Task objective: Search the entries for the word "concrete" and copy each line that has it.

Material for this exercise:
-- Opening Marker --

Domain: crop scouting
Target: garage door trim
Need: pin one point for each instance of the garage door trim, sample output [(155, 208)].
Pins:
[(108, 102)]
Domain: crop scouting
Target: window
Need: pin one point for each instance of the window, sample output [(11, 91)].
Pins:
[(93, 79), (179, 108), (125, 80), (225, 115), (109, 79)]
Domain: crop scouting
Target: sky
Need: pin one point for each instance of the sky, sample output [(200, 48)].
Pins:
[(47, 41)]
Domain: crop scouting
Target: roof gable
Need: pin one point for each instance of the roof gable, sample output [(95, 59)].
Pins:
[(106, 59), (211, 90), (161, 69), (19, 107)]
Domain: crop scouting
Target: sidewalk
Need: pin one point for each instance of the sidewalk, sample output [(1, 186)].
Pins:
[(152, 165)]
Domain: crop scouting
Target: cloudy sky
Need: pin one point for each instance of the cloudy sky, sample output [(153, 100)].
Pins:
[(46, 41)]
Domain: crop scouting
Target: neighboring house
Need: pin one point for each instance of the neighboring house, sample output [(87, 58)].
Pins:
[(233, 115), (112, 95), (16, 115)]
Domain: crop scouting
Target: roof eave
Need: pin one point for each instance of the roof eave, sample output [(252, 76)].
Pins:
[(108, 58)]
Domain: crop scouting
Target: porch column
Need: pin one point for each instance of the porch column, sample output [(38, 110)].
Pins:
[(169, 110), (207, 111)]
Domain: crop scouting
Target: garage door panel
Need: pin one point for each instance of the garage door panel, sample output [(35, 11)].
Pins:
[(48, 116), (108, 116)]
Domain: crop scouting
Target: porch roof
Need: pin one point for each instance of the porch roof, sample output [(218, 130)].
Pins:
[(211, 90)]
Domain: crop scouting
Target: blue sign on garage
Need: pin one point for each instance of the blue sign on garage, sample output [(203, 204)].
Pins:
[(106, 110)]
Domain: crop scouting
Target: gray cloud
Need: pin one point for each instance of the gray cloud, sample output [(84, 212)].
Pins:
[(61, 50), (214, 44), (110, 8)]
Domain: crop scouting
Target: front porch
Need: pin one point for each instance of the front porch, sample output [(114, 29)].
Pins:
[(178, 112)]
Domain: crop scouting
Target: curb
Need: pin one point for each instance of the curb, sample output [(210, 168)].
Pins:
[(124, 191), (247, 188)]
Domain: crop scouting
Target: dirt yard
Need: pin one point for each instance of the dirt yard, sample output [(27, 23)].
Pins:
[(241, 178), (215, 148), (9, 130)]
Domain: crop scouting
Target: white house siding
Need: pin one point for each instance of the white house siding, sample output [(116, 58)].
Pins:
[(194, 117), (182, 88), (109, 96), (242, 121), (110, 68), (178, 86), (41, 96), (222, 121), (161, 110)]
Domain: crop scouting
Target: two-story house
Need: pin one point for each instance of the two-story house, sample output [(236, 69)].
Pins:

-- Closing Marker --
-- Opening Marker --

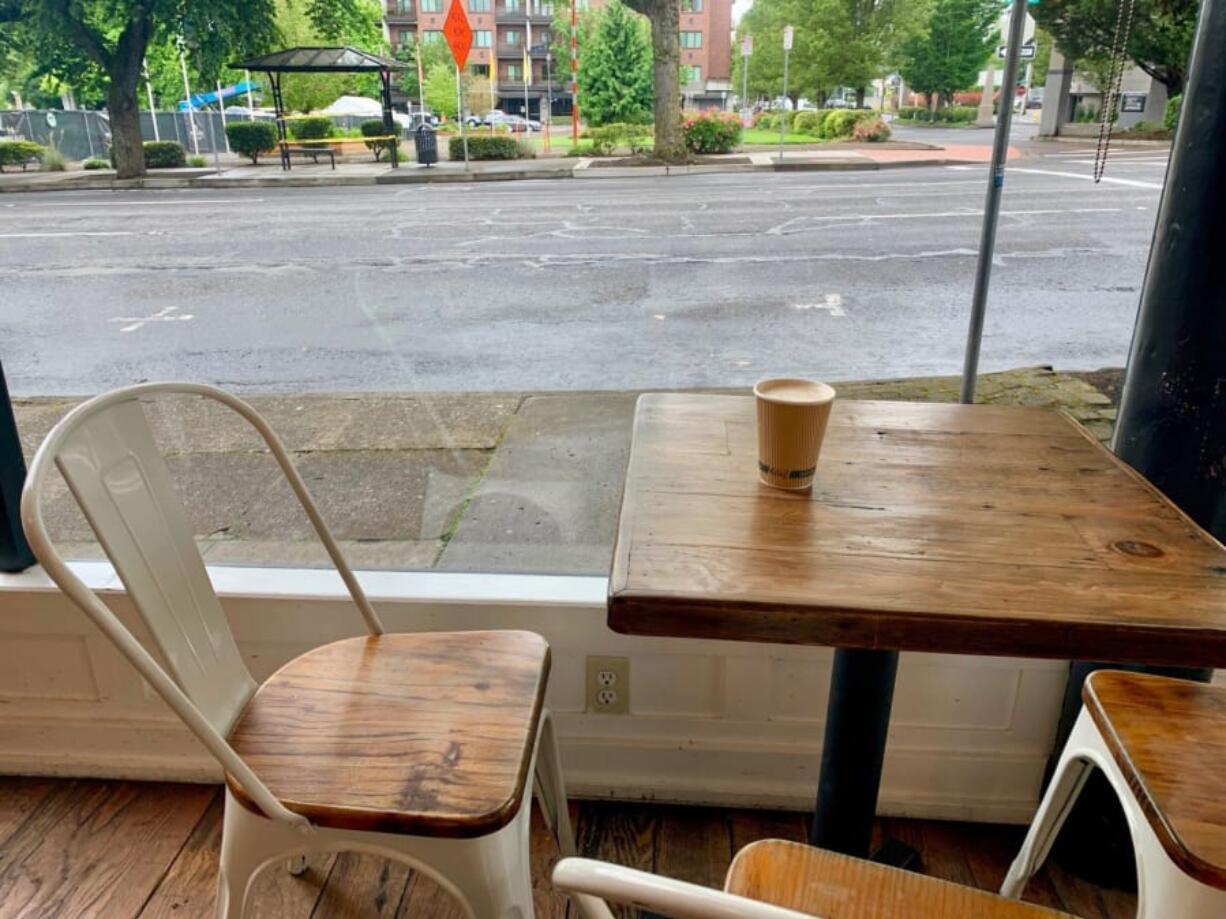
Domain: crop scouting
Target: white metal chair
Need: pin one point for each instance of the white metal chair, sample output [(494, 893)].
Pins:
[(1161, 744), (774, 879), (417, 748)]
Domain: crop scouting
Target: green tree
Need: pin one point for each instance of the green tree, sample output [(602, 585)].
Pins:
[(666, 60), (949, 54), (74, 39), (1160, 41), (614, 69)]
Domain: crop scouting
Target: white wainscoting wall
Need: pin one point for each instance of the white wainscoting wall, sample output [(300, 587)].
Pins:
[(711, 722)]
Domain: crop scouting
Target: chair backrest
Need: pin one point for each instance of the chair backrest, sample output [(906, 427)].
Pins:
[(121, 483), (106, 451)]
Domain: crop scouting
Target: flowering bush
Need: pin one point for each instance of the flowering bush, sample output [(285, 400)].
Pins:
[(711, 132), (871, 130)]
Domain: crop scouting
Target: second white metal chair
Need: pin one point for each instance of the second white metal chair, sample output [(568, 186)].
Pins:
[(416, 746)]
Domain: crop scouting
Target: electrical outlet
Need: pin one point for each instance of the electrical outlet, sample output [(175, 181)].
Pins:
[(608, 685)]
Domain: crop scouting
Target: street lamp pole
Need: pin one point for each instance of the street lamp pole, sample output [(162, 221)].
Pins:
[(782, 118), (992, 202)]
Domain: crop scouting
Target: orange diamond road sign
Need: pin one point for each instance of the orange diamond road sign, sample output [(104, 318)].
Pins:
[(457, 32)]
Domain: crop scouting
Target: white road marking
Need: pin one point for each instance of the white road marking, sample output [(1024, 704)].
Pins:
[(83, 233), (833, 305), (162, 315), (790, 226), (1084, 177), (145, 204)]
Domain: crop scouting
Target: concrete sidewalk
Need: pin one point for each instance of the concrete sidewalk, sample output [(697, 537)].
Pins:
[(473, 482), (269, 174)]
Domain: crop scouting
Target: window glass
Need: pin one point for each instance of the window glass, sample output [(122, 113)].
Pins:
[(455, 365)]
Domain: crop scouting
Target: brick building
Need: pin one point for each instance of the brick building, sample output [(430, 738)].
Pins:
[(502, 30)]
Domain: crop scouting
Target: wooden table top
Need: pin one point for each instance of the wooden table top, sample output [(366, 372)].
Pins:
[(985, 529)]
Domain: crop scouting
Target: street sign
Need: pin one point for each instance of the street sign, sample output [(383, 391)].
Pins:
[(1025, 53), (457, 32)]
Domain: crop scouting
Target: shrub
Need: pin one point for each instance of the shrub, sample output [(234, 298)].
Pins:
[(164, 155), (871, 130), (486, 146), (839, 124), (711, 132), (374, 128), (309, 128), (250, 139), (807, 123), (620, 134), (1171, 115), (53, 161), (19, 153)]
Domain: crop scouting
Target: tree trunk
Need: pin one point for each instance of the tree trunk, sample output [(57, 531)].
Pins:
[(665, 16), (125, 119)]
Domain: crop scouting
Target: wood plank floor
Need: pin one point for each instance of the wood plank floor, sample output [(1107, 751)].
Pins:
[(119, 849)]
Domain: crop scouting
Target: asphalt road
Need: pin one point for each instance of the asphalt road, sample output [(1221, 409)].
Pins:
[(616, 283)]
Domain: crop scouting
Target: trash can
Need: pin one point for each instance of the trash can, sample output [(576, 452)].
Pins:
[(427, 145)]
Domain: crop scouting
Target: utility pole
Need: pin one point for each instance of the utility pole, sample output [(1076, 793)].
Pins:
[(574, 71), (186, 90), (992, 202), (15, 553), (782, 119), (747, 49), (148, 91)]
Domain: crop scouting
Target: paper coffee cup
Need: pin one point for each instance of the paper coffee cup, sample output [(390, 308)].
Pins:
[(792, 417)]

-- Closing Marker --

Exercise answer:
Target: concrete sidewalk
Need: pin one point for each instance of the concrete sidewalk, sample output [(697, 537)].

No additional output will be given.